Extracted data entries
---
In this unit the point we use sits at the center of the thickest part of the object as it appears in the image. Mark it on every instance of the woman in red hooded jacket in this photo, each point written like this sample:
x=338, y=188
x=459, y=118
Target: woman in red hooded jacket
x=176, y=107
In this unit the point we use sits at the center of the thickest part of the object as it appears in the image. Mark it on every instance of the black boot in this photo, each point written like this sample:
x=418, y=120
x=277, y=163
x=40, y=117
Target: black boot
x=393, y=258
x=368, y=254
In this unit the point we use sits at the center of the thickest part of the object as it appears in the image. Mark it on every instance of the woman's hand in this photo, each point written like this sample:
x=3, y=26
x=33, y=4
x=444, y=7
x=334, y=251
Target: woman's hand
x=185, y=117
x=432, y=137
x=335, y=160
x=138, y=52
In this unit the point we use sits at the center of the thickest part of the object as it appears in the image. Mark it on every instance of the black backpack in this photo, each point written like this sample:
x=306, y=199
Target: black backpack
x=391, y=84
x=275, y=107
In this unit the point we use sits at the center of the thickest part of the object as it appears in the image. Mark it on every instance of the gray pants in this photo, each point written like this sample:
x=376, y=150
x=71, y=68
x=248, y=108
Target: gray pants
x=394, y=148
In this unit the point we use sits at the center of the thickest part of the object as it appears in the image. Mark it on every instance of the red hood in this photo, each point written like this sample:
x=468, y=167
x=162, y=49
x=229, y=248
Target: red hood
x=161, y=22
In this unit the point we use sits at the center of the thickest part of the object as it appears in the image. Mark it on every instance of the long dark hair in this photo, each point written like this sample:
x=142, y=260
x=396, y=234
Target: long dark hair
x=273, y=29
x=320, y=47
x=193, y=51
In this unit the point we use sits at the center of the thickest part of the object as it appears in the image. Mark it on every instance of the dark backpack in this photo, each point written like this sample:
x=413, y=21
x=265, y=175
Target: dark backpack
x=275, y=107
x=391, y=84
---
■ WORK INSTRUCTIONS: Could every entry above be printed again, word for word?

■ RESULT FOR THIS TASK:
In this unit the point we use sits at the center of the thickest part of the object as it appears in the image. Mark it on every instance of the woman in red hooded jacket in this photo, each point written like this sample:
x=338, y=188
x=459, y=118
Target: woman in red hooded jacket
x=176, y=107
In this unit the point we use sits at the center of the thickest part of the object as it appears in the image. Mark it on every instance of the black boot in this photo, each point written like this sample:
x=418, y=120
x=277, y=163
x=40, y=117
Target: black boot
x=393, y=258
x=368, y=254
In this unit the point we use sits at the center of the thickest part of the object as it appears in the image. Mark it on every instance of the woman's hand in this photo, each point written like this sample:
x=3, y=26
x=33, y=4
x=444, y=7
x=334, y=251
Target: woman's hand
x=185, y=117
x=432, y=137
x=335, y=160
x=138, y=52
In this unit the point we use sits at the center of the thickest part of the object as it appears in the image. Mark it on every instance of the black backpack in this photo, each point written like this sample:
x=306, y=199
Target: black backpack
x=391, y=84
x=275, y=107
In this unit the point we use sits at the center of the thickest part of the object as it appears in the image. Mark it on every instance of the gray pants in this photo, each point written like this sample:
x=376, y=150
x=71, y=68
x=248, y=108
Target: gray pants
x=394, y=148
In this unit the point we use sits at the center of the thickest part of the object as it appears in the image. Mark it on every instance of the red hood in this photo, each point written like this sample:
x=468, y=167
x=162, y=49
x=229, y=248
Target: red hood
x=161, y=22
In this unit the point we use sits at the center of the thickest part of the object as it appears in the image. Mark it on every instance of the long dark hair in this photo, each point written like this sample:
x=142, y=260
x=396, y=234
Target: long dark hair
x=273, y=29
x=320, y=47
x=193, y=51
In this unit the point we use sits at the center of the thickest part of the object as it appears in the image. Mark it on every instance of the dark backpack in this photo, each point written like this sample:
x=413, y=21
x=265, y=175
Target: dark backpack
x=275, y=107
x=391, y=84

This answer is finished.